Tekstblok:
____________

De mural, die 150 vierkante meter groot gaat worden, heet Diversity in Bureaucracy. “Bij wijze van research interviewde ik een Surinaamse ballerina. Ik ontdekte dat zij een van de weinige ballerina’s van kleur is in Nederland. In die tijd kwam net de Black Lives Matter-beweging in het nieuws, vervolgens het etnisch profileren door de Belastingdienst en het programma Klassen was op tv, over de prison of low expectations in het onderwijs. Ik werd steeds strijdbaarder over de ongelijkheid hier, gewoon in mijn eigen land en stad. Veel problemen in Nederland worden bedekt met regelgeving, bureaucratie en verborgen racisme. Met deze mural wil ik Amsterdammers, en straks ook weer toeristen, aan het denken zetten over inclusiviteit, gelijke kansen en het vieren van veranderingen.”
Kloof
Met haar werk wil De Leeuw ook de kloof tussen het centrum van de stad en Zuidoost helpen verkleinen. “De Bijlmer is compleet geïsoleerd van de rijke binnenstad. Ik had voor de vergunningaanvraag te maken met vriendelijke ambtenaren, maar ik moest ze soms uitleggen waar de Bijlmer ligt en wat daar gebeurt.”
Uiteindelijk kreeg ze meer financiering voor het project – van het Prins Bernhard Fonds, van horecatycoon Won Yip en van presentator en fotograaf Humberto Tan. “Ik heb Humberto gevraagd als ambassadeur,” zegt ze. “Met zijn jeugd in Zuidoost en wat hij allemaal heeft bereikt in zijn leven is hij de perfecte persoon om dit project te vertegenwoordigen.”

____________

Werkopdracht: Geef de tekst over de mural Diversity in Bureaucracy volledig en woord voor woord terug.

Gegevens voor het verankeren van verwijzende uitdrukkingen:
____________

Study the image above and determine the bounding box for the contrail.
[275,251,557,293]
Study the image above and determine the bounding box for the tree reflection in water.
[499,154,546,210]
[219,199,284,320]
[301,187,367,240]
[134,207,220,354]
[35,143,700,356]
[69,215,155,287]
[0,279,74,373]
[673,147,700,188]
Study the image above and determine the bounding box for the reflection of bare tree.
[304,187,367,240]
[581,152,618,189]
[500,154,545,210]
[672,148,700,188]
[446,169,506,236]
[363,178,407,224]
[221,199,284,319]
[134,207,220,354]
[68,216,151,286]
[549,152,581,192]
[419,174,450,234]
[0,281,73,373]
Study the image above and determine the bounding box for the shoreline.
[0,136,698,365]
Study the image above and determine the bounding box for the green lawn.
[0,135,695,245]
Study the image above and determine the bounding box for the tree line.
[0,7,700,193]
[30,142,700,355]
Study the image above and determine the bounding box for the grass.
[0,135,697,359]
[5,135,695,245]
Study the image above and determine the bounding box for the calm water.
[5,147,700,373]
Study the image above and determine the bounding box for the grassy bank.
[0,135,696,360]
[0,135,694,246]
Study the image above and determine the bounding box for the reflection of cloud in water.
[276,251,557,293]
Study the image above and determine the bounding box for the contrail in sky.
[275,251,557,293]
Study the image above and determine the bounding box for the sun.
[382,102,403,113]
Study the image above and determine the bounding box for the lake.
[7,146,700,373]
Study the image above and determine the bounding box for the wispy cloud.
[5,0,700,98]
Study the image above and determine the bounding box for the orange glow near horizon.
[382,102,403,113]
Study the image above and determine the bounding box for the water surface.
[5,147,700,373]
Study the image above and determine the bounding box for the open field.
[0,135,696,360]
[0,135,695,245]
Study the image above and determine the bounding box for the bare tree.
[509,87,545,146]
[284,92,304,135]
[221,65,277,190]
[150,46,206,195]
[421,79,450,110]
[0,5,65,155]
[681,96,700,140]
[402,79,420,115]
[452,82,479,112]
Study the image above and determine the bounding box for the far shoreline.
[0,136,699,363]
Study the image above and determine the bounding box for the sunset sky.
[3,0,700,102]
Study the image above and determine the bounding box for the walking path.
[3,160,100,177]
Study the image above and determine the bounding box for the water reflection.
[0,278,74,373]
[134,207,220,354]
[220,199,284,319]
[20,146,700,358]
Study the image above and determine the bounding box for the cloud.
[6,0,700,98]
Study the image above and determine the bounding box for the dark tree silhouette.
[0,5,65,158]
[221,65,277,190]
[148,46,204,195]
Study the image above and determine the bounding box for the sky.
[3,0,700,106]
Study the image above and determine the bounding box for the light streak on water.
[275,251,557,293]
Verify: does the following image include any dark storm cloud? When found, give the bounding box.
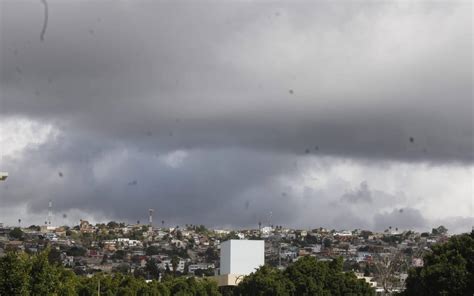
[0,1,473,163]
[0,0,473,227]
[374,208,429,230]
[341,181,372,203]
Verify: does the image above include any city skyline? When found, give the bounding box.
[0,0,474,233]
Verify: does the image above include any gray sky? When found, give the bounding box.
[0,0,474,231]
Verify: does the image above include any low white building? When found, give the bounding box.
[215,240,265,286]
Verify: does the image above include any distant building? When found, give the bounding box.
[215,240,265,286]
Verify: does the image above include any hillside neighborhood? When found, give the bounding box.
[0,220,448,293]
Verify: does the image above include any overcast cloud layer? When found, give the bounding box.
[0,0,474,231]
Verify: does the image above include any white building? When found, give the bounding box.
[216,240,265,286]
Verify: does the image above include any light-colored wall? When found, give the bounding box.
[220,240,265,275]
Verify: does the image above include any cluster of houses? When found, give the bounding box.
[0,220,447,291]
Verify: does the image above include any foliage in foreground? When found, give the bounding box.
[0,250,220,296]
[403,231,474,296]
[234,257,375,296]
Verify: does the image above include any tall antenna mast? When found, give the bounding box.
[48,200,53,226]
[148,209,155,227]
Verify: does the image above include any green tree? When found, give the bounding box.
[404,231,474,296]
[30,249,59,295]
[0,252,31,295]
[234,265,295,296]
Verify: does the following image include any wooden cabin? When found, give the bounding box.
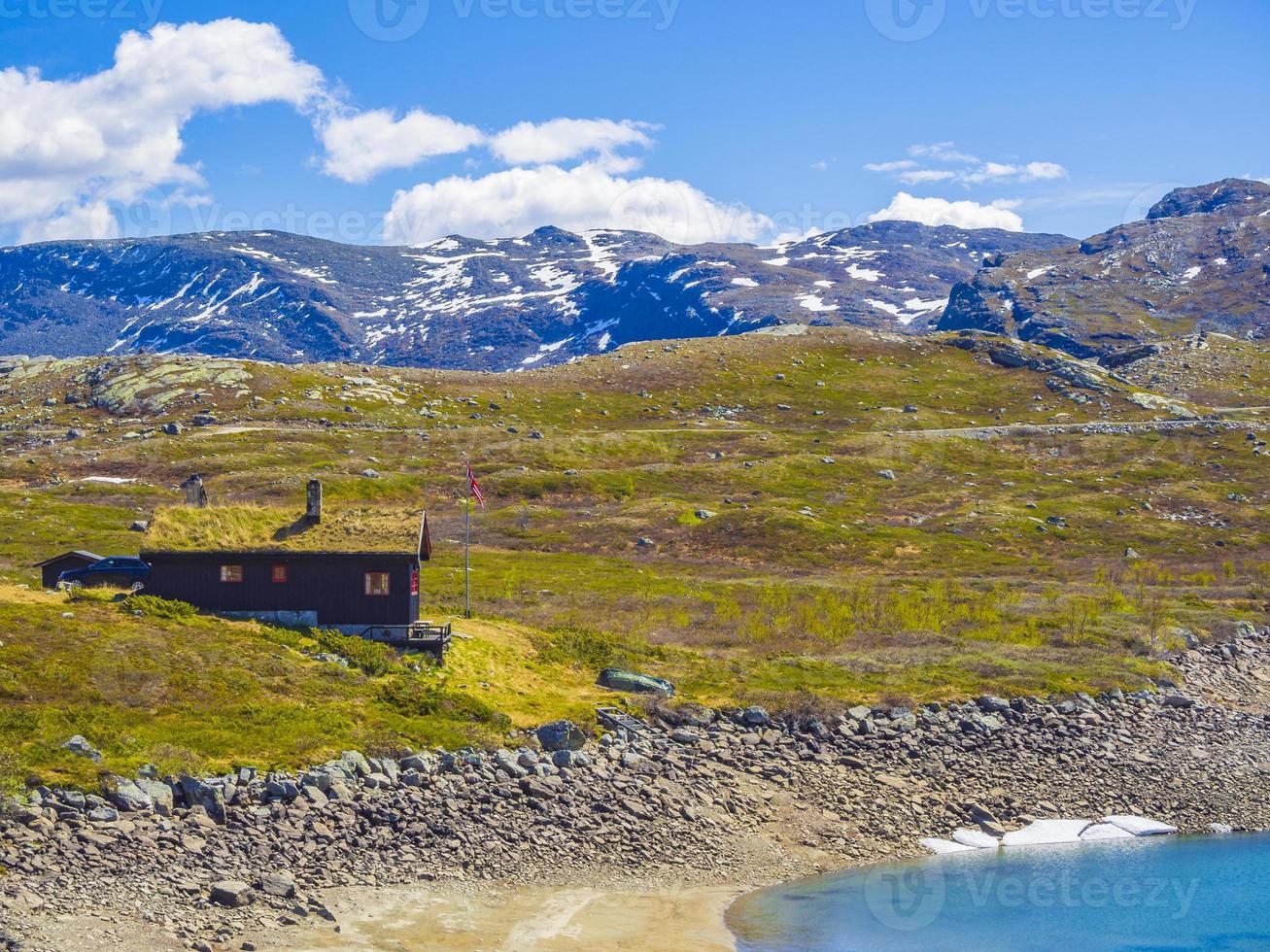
[34,548,103,589]
[141,485,448,654]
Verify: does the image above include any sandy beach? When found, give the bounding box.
[271,886,748,952]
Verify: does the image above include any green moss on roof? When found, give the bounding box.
[142,505,422,552]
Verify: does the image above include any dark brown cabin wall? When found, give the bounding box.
[142,552,419,634]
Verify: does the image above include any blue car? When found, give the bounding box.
[57,556,150,592]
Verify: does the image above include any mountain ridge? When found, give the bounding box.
[936,179,1270,357]
[0,222,1073,371]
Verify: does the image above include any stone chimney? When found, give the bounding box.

____________

Antwoordruimte:
De mural, die 150 vierkante meter groot gaat worden, heet Diversity in Bureaucracy. “Bij wijze van research interviewde ik een Surinaamse ballerina. Ik ontdekte dat zij een van de weinige ballerina’s van kleur is in Nederland. In die tijd kwam net de Black Lives Matter-beweging in het nieuws, vervolgens het etnisch profileren door de Belastingdienst en het programma Klassen was op tv, over de prison of low expectations in het onderwijs. Ik werd steeds strijdbaarder over de ongelijkheid hier, gewoon in mijn eigen land en stad. Veel problemen in Nederland worden bedekt met regelgeving, bureaucratie en verborgen racisme. Met deze mural wil ik Amsterdammers, en straks ook weer toeristen, aan het denken zetten over inclusiviteit, gelijke kansen en het vieren van veranderingen.”
Kloof
Met haar werk wil De Leeuw ook de kloof tussen het centrum van de stad en Zuidoost helpen verkleinen. “De Bijlmer is compleet geïsoleerd van de rijke binnenstad. Ik had voor de vergunningaanvraag te maken met vriendelijke ambtenaren, maar ik moest ze soms uitleggen waar de Bijlmer ligt en wat daar gebeurt.”
Uiteindelijk kreeg ze meer financiering voor het project – van het Prins Bernhard Fonds, van horecatycoon Won Yip en van presentator en fotograaf Humberto Tan. “Ik heb Humberto gevraagd als ambassadeur,” zegt ze. “Met zijn jeugd in Zuidoost en wat hij allemaal heeft bereikt in zijn leven is hij de perfecte persoon om dit project te vertegenwoordigen.”